> _Dokument_
•••••

Mobile

Blisko 3 mld straty Ubera pokazują, że ten model działalności może nie wypalić

Tomasz Popielarczyk
Blisko 3 mld straty Ubera pokazują, że ten model działalności może nie wypalić
Reklama

Liczby nie działają na korzyść Ubera. Firma notuje ogromne straty, które można liczyć już w miliardach. Czy ten model działalności ma szansę przetrwać, czy w końcu przyjdzie raczej czas na zweryfikowanie jego skuteczności?

Uber namieszał w wielu krajach, stanowiąc ogromną konkurencję dla taksówek. Nie obyło się bez kontrowersji, a nawet otwartych protestów. Jednak mimo tej popularności i ekspansji w kolejnych regionach świata, firma nie zdołała dotąd osiągnąć rentowności. Jak donosi Bloomberg, tylko do września br. zanotowała ona straty na poziomie 2,2 mld USD. W samym trzecim kwartale straty wyniosły 800 mln dolarów.

•••••

> _Zadanie pisemne 1_
Powiel dokładnie fragment artykułu o stratach Ubera, zaczynając od „Tomasz Popielarczyk” i kończąc na „zweryfikowanie jego skuteczności?”.
> _Zadanie pisemne 2_
Wyciągnij z rekordów każdy wiersz, w którym występuje słowo „marking”.
Artykuł i rekordy nie mają ze sobą żadnego związku.

> _Dane do ćwiczenia_
•••••

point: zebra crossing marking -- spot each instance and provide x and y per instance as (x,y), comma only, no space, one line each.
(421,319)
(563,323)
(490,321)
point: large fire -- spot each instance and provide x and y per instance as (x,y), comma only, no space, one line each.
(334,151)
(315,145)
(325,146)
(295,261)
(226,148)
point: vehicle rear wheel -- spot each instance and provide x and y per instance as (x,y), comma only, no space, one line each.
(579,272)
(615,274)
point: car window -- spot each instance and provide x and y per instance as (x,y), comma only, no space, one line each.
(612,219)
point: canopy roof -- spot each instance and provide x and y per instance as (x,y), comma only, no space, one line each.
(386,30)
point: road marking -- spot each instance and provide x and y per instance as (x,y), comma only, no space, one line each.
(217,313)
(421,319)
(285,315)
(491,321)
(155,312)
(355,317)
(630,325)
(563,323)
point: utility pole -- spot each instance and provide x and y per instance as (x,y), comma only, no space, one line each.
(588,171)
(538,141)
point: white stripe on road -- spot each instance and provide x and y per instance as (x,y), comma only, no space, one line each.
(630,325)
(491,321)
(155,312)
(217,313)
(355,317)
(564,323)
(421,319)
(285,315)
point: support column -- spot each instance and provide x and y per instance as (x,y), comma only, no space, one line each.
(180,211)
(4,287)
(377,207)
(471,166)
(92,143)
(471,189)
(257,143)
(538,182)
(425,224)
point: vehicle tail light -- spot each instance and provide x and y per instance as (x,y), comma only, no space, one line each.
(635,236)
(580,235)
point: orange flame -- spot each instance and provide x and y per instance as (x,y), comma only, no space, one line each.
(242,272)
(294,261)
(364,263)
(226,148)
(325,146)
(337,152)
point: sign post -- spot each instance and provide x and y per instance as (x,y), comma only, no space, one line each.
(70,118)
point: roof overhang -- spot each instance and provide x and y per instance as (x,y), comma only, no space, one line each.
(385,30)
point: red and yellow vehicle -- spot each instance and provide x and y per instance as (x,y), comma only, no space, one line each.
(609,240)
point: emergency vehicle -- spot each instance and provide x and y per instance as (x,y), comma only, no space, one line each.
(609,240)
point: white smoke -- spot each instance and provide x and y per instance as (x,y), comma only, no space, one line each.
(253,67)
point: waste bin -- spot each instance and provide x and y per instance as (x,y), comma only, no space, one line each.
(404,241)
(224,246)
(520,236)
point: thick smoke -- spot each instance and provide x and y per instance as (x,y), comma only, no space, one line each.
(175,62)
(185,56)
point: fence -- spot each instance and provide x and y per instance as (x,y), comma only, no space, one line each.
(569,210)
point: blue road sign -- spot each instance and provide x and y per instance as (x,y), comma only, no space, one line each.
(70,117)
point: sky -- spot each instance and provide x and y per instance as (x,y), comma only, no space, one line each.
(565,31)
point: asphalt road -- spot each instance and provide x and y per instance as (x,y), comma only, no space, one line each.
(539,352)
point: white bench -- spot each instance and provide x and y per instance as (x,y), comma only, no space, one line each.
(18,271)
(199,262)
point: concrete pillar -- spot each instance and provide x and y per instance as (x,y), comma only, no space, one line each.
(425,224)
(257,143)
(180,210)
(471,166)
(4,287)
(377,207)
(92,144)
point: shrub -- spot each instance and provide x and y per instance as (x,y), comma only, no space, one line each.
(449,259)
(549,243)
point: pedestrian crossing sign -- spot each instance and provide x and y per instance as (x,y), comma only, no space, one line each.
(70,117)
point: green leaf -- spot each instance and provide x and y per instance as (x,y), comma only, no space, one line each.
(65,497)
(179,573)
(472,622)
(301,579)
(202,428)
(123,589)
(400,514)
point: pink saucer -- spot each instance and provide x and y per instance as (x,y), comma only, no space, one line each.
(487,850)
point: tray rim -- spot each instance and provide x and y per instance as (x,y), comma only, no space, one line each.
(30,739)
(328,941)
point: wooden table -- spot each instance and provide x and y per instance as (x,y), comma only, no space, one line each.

•••••

> _Odpowiedź 1_
Tomasz Popielarczyk
Blisko 3 mld straty Ubera pokazują, że ten model działalności może nie wypalić
Reklama

Liczby nie działają na korzyść Ubera. Firma notuje ogromne straty, które można liczyć już w miliardach. Czy ten model działalności ma szansę przetrwać, czy w końcu przyjdzie raczej czas na zweryfikowanie jego skuteczności?

> _Odpowiedź 2_
point: zebra crossing marking -- spot each instance and provide x and y per instance as (x,y), comma only, no space, one line each.
point: road marking -- spot each instance and provide x and y per instance as (x,y), comma only, no space, one line each.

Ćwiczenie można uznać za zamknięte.